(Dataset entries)
======

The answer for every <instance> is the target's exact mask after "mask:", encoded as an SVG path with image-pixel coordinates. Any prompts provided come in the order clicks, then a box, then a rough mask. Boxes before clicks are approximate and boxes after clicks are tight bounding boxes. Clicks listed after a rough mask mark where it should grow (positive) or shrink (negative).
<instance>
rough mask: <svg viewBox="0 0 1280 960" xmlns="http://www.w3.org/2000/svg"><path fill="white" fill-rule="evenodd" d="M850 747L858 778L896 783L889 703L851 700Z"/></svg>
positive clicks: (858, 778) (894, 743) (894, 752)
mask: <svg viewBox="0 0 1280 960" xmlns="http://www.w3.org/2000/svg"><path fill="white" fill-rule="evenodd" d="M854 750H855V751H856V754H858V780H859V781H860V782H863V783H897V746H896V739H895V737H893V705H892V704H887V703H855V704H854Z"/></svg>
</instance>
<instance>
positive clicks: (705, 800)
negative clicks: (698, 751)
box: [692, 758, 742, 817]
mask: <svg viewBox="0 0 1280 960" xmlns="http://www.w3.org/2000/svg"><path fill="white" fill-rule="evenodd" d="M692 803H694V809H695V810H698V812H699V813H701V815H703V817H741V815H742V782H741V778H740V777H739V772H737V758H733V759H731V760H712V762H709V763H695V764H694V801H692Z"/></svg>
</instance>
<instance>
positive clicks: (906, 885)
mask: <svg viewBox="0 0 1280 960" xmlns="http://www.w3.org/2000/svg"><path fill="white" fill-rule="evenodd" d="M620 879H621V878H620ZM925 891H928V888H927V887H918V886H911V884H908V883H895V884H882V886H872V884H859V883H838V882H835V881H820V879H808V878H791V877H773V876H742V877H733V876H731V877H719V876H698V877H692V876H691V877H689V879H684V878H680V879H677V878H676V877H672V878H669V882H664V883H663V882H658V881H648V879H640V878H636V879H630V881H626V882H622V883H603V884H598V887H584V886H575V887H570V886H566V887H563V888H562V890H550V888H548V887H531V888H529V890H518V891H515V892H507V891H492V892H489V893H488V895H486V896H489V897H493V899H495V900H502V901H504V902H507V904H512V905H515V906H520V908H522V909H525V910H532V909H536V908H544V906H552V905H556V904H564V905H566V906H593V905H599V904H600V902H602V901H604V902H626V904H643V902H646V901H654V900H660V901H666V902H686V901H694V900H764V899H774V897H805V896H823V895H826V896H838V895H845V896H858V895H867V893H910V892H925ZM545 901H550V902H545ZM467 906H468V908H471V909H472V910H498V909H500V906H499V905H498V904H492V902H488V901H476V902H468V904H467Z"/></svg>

======

● PROMPT: Word for word, copy out the entries.

● ANSWER TO THE EXERCISE:
The answer for every <instance> is the target's exact mask after "mask:", encoded as an SVG path with image-pixel coordinates. Any prompts provided come in the order clicks, then a box, then a rough mask. Boxes before clicks are approximate and boxes after clicks are tight bounding boxes. Clicks listed after a rough mask mark where it should grow (positive) or shrink (negative).
<instance>
rough mask: <svg viewBox="0 0 1280 960" xmlns="http://www.w3.org/2000/svg"><path fill="white" fill-rule="evenodd" d="M850 747L858 778L896 783L889 703L851 700Z"/></svg>
positive clicks: (858, 778) (894, 743) (894, 752)
mask: <svg viewBox="0 0 1280 960" xmlns="http://www.w3.org/2000/svg"><path fill="white" fill-rule="evenodd" d="M854 750H855V751H856V754H858V780H859V781H860V782H863V783H897V746H896V739H895V737H893V705H892V704H887V703H855V704H854Z"/></svg>
</instance>
<instance>
positive clicks: (705, 800)
negative clicks: (698, 751)
box: [692, 758, 742, 817]
mask: <svg viewBox="0 0 1280 960" xmlns="http://www.w3.org/2000/svg"><path fill="white" fill-rule="evenodd" d="M692 803H694V809H695V810H698V812H699V813H701V815H703V817H741V815H742V782H741V778H740V777H739V772H737V758H733V759H731V760H712V762H709V763H695V764H694V801H692Z"/></svg>
</instance>
<instance>
positive clicks: (906, 885)
mask: <svg viewBox="0 0 1280 960" xmlns="http://www.w3.org/2000/svg"><path fill="white" fill-rule="evenodd" d="M620 879H621V878H620ZM925 891H928V888H927V887H918V886H911V884H908V883H895V884H882V886H872V884H859V883H838V882H835V881H820V879H808V878H791V877H773V876H742V877H733V876H731V877H719V876H698V877H692V876H691V877H689V879H684V878H680V879H677V878H676V877H672V878H669V882H664V883H663V882H658V881H648V879H640V878H636V879H630V881H626V882H622V883H603V884H598V887H584V886H575V887H570V886H566V887H563V888H562V890H550V888H548V887H531V888H529V890H518V891H515V892H507V891H492V892H489V893H488V895H486V896H489V897H493V899H495V900H502V901H504V902H507V904H512V905H515V906H520V908H522V909H525V910H532V909H536V908H544V906H552V905H556V904H564V905H566V906H593V905H599V904H600V902H602V901H604V902H626V904H643V902H646V901H654V900H660V901H666V902H686V901H694V900H764V899H774V897H805V896H823V895H826V896H838V895H845V896H858V895H867V893H910V892H925ZM545 901H550V902H545ZM467 906H468V908H471V909H472V910H498V909H500V906H499V905H498V904H492V902H488V901H476V902H468V904H467Z"/></svg>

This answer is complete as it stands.